### Raw data
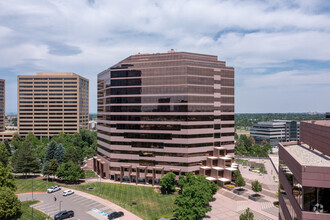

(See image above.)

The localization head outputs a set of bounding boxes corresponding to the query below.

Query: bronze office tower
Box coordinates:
[94,50,234,184]
[17,73,89,137]
[0,79,6,132]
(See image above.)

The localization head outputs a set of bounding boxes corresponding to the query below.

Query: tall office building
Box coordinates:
[250,120,300,146]
[94,50,234,184]
[17,73,89,137]
[279,120,330,220]
[0,79,6,132]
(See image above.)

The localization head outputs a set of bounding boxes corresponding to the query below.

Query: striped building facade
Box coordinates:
[94,50,234,184]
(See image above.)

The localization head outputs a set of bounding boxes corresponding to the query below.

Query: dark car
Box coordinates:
[54,210,74,220]
[108,212,124,219]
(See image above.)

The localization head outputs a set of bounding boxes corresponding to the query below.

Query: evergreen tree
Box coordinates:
[54,144,65,165]
[45,140,57,162]
[12,141,39,175]
[0,187,21,219]
[0,142,9,167]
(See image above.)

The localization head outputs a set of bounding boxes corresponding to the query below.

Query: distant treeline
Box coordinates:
[235,113,325,129]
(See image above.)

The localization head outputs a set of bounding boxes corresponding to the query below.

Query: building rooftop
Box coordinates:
[284,144,330,167]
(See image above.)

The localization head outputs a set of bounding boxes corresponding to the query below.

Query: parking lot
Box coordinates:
[18,190,117,220]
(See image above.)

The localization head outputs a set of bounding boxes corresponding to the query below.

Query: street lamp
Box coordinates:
[99,175,102,197]
[32,178,33,220]
[59,201,63,212]
[46,175,48,219]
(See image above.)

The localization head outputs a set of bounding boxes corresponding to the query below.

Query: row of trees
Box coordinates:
[160,172,218,219]
[235,134,272,157]
[235,113,325,129]
[0,130,97,182]
[0,143,21,219]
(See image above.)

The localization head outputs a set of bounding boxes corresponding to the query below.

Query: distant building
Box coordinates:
[0,79,6,132]
[325,112,330,120]
[278,120,330,220]
[88,121,97,130]
[17,73,89,137]
[94,50,236,184]
[250,120,300,146]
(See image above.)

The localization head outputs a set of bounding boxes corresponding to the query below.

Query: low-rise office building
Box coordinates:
[278,121,330,220]
[94,50,235,184]
[17,73,89,137]
[250,120,300,146]
[325,112,330,120]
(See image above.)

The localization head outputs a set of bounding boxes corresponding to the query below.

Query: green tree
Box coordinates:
[42,161,50,176]
[0,142,9,167]
[56,161,85,183]
[45,140,57,161]
[160,172,176,194]
[239,208,254,220]
[3,139,11,156]
[235,176,245,187]
[12,141,39,175]
[174,173,218,219]
[54,144,65,165]
[251,180,262,193]
[48,159,58,179]
[63,146,84,165]
[0,187,21,219]
[0,164,16,191]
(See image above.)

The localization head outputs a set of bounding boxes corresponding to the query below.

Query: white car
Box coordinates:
[47,186,61,193]
[63,189,74,196]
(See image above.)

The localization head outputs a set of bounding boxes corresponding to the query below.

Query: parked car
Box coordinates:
[47,186,62,193]
[54,210,74,220]
[63,189,74,196]
[108,212,124,220]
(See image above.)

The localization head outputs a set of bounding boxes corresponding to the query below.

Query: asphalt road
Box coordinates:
[18,190,115,220]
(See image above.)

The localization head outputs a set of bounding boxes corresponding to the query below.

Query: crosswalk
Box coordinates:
[261,202,279,216]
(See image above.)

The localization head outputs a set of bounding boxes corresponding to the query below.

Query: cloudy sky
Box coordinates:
[0,0,330,113]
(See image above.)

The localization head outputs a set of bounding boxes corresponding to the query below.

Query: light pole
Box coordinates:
[32,178,33,220]
[99,175,102,197]
[59,201,63,212]
[46,175,48,219]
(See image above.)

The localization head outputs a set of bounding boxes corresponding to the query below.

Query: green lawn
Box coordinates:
[15,179,58,193]
[85,170,97,179]
[14,201,51,220]
[71,183,177,220]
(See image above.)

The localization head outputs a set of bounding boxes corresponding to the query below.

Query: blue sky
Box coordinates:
[0,0,330,113]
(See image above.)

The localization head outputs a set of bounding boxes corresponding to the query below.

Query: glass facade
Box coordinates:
[97,53,234,175]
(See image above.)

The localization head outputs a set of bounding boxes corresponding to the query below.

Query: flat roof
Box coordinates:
[284,144,330,167]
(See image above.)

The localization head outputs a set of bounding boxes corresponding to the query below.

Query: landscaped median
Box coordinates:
[69,182,177,220]
[17,201,47,220]
[15,179,178,220]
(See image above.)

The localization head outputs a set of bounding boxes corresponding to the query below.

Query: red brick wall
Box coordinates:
[300,121,330,156]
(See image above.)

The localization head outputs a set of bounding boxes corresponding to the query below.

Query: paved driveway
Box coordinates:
[18,190,120,220]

### Exercise goal
Collect each line of the listing above that contains the string "facade", treating uppercase and lowercase letters as distinct.

### The solution
Query: striped building facade
Query: glass facade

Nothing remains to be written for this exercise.